* **GIVEN TEXT**:
"""
SECURITIES AND EXCHANGE COMMISSION

Washington, D.C. 20549

 

FORM 8-K

 

CURRENT REPORT

Pursuant to Section 13 or 15(d)

of The Securities Exchange Act of 1934

 

Date of Report (Date of earliest event reported): April 18, 2023

 

TELA Bio, Inc.

(Exact name of registrant as specified in its charter)

 

Delaware   001-39130   45-5320061

(State or other jurisdiction of

incorporation)

 

(Commission

File Number)

 

(I.R.S. Employer

Identification No.)

 

1 Great Valley Parkway, Suite 24

Malvern, Pennsylvania

 

19355
(Address of principal executive offices)   (Zip Code)

 

Registrant’s telephone number, including area code: (484) 320-2930

 

Not Applicable

(Former name or former address, if changed since last report.)
"""
* **SET EXERCISE 1**:
In the Form 8-K cover page, what is the date of the earliest event reported?
* **SET EXERCISE 2**:
List every labeled detail the Form 8-K cover page gives about the registrant, other than its former name or address, with each label.
* **SET EXERCISE 3**:
Echo the part of the Form 8-K cover page starting at "CURRENT REPORT" and ending at "TELA Bio, Inc.".

* **EXTRACTED MATERIAL**:
"""
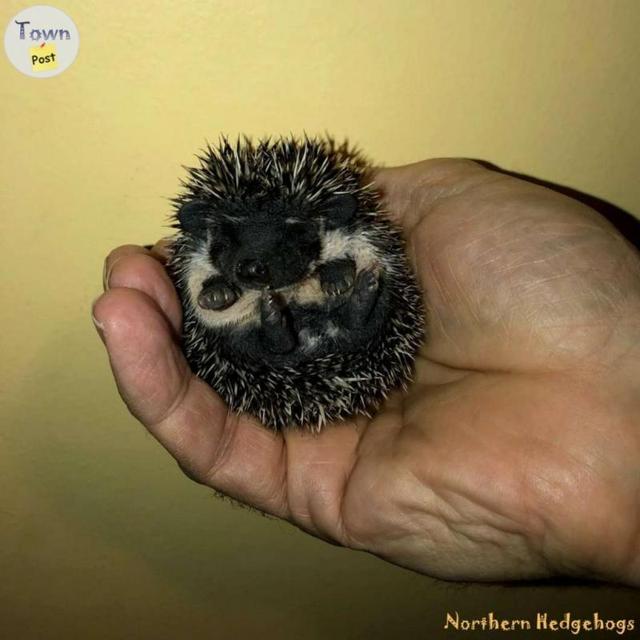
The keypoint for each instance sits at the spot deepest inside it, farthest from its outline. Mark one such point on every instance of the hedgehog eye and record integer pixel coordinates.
(192, 216)
(341, 208)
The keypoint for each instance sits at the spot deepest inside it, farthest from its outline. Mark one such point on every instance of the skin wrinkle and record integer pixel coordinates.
(485, 436)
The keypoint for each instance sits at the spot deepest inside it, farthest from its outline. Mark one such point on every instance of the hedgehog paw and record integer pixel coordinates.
(216, 295)
(276, 327)
(337, 277)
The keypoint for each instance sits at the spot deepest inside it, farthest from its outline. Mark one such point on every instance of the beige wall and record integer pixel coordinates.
(100, 535)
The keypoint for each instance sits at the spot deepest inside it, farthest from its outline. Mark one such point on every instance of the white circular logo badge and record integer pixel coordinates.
(41, 41)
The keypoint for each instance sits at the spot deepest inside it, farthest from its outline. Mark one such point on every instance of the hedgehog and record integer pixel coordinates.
(300, 307)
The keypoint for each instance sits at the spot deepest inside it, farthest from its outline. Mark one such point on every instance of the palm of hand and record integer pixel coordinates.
(515, 452)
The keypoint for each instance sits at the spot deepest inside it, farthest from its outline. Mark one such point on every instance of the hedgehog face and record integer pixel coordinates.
(267, 244)
(265, 251)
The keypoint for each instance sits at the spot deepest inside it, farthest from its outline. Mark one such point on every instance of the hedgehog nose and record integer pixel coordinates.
(253, 272)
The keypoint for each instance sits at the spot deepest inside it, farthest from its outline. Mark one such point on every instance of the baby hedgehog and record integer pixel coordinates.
(299, 305)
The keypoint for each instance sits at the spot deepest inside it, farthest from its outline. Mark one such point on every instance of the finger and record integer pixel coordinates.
(161, 250)
(134, 267)
(233, 455)
(409, 191)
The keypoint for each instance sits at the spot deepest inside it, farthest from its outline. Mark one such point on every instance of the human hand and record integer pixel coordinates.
(516, 451)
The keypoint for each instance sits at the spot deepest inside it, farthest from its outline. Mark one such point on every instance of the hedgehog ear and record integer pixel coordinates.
(341, 208)
(191, 216)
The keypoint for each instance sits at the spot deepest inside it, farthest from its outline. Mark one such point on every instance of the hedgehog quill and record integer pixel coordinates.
(300, 307)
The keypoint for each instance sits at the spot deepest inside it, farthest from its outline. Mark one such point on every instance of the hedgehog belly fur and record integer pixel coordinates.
(321, 316)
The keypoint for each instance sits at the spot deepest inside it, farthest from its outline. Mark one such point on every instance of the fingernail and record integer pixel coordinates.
(105, 277)
(98, 325)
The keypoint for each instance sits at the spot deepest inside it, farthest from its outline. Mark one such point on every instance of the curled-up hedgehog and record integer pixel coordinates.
(299, 304)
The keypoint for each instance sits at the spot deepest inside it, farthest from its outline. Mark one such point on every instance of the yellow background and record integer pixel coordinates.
(100, 534)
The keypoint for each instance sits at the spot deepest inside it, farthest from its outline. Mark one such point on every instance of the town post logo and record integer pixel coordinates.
(41, 41)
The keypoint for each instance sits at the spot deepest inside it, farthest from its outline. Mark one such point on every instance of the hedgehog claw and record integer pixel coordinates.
(276, 329)
(337, 277)
(216, 295)
(363, 298)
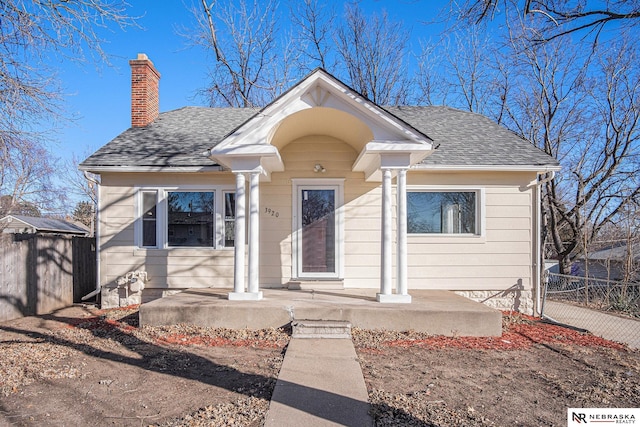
"""
* **RESPONSE 1**:
April 18, 2023

* **RESPONSE 2**:
- Exact name of registrant: TELA Bio, Inc.
- State or other jurisdiction of incorporation: Delaware
- Commission File Number: 001-39130
- I.R.S. Employer Identification No.: 45-5320061
- Address of principal executive offices: 1 Great Valley Parkway, Suite 24, Malvern, Pennsylvania
- Zip Code: 19355
- Telephone number, including area code: (484) 320-2930

* **RESPONSE 3**:
CURRENT REPORT

Pursuant to Section 13 or 15(d)

of The Securities Exchange Act of 1934

 

Date of Report (Date of earliest event reported): April 18, 2023

 

TELA Bio, Inc.